# WHAT YOU HAVE TO DO:
Look below for the line holding "[[773, 355], [618, 85], [658, 120]]" and the line holding "[[238, 267], [320, 164], [160, 417], [766, 327]]". Repeat those two and everything between, exactly.
--------------------
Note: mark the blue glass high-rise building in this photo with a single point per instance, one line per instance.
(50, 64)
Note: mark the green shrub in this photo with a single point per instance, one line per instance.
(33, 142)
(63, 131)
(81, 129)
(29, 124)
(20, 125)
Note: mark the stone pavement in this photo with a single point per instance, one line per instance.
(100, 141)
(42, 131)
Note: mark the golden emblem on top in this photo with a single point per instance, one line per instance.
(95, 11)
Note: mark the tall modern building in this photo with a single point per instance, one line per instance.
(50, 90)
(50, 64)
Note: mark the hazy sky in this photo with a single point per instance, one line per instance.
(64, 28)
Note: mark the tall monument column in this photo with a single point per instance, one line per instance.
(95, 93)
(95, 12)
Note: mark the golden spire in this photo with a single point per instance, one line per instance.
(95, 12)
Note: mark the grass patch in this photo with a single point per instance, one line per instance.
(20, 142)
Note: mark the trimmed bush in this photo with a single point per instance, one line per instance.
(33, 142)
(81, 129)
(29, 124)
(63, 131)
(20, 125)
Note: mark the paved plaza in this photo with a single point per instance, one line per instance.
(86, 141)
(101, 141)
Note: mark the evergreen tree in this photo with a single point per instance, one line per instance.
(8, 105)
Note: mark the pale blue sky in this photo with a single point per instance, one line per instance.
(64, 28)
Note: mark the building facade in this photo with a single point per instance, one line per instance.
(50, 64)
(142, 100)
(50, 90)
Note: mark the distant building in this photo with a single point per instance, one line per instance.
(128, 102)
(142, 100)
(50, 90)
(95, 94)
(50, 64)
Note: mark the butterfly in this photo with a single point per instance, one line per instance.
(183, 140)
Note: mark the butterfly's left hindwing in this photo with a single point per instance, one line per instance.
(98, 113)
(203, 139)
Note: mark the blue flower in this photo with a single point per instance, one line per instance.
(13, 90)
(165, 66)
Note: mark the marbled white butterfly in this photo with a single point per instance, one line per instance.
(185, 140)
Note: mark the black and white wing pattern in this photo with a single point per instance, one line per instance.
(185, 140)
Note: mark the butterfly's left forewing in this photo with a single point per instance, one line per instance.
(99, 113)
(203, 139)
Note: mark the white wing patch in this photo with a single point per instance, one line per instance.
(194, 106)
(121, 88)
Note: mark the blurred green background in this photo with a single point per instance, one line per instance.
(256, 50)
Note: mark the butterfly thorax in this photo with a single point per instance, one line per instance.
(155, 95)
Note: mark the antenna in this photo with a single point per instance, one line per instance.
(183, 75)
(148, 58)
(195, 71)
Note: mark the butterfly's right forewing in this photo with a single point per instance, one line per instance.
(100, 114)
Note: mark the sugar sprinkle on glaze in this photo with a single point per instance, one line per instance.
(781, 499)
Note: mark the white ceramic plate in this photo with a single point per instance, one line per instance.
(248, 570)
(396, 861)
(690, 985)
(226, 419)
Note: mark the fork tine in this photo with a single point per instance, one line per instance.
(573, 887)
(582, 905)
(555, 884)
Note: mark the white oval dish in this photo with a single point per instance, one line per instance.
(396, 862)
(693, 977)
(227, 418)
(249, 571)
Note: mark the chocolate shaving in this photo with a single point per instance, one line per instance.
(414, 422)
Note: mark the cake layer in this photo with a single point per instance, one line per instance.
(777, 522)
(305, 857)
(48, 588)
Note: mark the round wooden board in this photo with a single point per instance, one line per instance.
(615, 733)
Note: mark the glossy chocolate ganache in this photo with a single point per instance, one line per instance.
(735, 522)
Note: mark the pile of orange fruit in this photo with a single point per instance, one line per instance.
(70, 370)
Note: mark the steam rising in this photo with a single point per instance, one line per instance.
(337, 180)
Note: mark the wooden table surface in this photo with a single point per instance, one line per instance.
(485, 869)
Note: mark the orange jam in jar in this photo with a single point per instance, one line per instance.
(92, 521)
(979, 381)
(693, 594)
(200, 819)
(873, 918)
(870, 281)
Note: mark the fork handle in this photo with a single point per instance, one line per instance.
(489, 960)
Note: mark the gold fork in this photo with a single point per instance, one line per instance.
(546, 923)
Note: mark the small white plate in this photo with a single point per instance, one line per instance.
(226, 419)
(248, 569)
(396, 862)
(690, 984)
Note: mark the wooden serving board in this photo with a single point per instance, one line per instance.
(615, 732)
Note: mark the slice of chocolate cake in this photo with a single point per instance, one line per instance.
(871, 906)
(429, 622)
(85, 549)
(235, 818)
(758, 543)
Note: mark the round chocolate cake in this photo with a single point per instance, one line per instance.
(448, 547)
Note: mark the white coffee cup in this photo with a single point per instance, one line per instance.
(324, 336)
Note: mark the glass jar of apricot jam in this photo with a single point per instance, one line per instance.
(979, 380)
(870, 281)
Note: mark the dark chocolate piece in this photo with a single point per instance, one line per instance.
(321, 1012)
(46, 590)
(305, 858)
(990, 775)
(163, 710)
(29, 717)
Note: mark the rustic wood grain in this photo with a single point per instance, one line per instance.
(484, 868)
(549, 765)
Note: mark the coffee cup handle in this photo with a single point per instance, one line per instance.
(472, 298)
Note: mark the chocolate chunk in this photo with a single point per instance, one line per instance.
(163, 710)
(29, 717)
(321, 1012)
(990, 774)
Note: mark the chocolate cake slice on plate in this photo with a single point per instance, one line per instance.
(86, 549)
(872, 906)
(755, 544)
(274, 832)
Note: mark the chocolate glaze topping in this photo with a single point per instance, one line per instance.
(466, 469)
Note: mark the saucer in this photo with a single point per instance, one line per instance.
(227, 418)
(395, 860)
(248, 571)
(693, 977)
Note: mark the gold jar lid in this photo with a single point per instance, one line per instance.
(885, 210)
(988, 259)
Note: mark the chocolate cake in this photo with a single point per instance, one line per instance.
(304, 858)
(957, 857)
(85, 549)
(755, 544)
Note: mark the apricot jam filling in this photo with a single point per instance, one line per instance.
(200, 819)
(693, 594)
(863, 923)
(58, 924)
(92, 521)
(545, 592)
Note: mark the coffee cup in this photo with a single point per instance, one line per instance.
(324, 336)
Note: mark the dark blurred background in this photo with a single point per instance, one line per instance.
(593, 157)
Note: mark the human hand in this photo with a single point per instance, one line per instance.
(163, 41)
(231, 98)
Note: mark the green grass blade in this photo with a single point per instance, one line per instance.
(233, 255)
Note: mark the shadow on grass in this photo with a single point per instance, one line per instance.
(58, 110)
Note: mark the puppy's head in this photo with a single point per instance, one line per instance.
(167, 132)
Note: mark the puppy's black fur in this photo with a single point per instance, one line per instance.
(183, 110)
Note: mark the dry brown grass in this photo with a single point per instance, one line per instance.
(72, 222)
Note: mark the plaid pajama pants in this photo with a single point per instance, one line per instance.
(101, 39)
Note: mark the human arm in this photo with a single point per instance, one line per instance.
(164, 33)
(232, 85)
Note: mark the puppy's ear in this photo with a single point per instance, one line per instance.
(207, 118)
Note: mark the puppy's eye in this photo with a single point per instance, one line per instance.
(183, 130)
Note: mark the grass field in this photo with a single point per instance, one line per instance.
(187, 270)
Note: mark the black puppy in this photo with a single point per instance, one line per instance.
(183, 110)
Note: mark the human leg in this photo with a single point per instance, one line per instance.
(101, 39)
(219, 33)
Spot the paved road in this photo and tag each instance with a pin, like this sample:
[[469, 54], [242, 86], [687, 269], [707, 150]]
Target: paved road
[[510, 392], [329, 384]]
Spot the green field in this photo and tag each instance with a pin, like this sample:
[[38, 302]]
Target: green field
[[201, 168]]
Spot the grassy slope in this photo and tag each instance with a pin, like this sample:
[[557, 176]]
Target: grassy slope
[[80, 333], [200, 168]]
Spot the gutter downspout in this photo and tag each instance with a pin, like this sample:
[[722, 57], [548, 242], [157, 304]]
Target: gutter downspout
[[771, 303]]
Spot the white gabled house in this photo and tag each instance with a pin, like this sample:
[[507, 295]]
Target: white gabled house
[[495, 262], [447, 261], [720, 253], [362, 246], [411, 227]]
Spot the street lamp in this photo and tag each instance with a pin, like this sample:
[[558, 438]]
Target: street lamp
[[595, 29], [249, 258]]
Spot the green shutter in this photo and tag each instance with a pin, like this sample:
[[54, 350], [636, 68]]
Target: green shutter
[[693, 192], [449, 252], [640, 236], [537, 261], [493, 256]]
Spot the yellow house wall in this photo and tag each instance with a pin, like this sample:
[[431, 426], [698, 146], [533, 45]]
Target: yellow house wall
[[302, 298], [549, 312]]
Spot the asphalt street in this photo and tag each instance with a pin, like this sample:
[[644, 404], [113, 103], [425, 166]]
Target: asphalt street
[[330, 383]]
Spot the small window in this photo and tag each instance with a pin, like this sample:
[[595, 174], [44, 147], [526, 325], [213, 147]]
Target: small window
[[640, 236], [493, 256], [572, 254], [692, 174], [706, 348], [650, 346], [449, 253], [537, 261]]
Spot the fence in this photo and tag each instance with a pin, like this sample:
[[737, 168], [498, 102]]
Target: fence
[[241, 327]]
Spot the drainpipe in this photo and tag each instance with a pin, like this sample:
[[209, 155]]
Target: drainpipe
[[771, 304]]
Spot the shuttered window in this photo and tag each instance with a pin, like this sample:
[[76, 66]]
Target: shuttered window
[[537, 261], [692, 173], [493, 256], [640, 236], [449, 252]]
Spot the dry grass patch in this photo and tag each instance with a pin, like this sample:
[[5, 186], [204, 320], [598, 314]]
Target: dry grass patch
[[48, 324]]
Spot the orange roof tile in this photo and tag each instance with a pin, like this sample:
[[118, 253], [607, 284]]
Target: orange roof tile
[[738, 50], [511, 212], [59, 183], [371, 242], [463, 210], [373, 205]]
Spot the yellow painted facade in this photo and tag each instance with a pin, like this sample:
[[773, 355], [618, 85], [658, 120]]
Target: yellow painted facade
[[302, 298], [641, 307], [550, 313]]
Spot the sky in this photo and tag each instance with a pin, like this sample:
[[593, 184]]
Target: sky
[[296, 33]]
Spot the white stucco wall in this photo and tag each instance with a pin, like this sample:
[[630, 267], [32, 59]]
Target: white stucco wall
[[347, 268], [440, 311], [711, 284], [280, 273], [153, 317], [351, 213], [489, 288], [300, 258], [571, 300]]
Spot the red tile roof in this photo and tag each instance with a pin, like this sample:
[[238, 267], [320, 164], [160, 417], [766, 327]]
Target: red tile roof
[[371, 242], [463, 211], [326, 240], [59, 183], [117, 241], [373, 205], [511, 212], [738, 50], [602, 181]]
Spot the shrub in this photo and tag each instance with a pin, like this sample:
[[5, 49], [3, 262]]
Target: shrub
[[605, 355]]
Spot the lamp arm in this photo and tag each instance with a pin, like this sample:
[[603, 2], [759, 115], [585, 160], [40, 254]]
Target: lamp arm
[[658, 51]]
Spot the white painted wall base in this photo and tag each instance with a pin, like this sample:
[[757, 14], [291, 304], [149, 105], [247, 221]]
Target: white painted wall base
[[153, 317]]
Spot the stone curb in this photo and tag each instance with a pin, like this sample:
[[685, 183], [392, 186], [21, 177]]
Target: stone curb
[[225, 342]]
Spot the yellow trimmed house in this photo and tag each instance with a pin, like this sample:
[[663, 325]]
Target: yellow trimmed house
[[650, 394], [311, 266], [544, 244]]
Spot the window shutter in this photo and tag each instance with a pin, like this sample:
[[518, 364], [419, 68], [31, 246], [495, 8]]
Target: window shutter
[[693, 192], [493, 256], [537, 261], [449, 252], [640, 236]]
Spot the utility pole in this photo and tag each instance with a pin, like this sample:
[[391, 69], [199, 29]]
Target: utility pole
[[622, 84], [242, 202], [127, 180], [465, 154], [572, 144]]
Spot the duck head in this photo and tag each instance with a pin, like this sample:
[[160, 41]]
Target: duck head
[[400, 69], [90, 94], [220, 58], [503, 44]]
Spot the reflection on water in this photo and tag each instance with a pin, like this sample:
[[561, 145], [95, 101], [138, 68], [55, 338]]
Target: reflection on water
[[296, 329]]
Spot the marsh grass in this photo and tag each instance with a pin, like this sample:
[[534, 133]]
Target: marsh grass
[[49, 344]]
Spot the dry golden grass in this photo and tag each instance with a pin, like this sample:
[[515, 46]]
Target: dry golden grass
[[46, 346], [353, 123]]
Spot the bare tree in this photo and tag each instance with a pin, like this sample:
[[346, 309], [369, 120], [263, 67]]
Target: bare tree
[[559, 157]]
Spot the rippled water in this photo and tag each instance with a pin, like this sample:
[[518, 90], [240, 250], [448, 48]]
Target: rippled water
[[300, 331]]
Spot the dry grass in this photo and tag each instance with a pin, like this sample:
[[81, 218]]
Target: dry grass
--------------------
# SOLVED EXERCISE:
[[773, 355], [618, 85], [658, 120]]
Target: yellow painted facade
[[302, 298], [641, 307], [550, 313]]
Spot the sky in this photo and tag each instance with a pin, like this sample:
[[593, 184]]
Target: sky
[[296, 33]]
Spot the white stucco wall in this photo and tag each instance with a pin, like this sample:
[[630, 267], [32, 59]]
Target: white stucco wall
[[347, 268], [440, 311], [711, 284], [280, 273], [153, 317], [351, 213], [489, 288], [300, 258], [571, 300]]
Spot the red tile roof in this photo and tag each instance with a pin, like this sample:
[[238, 267], [320, 164], [160, 417], [766, 327]]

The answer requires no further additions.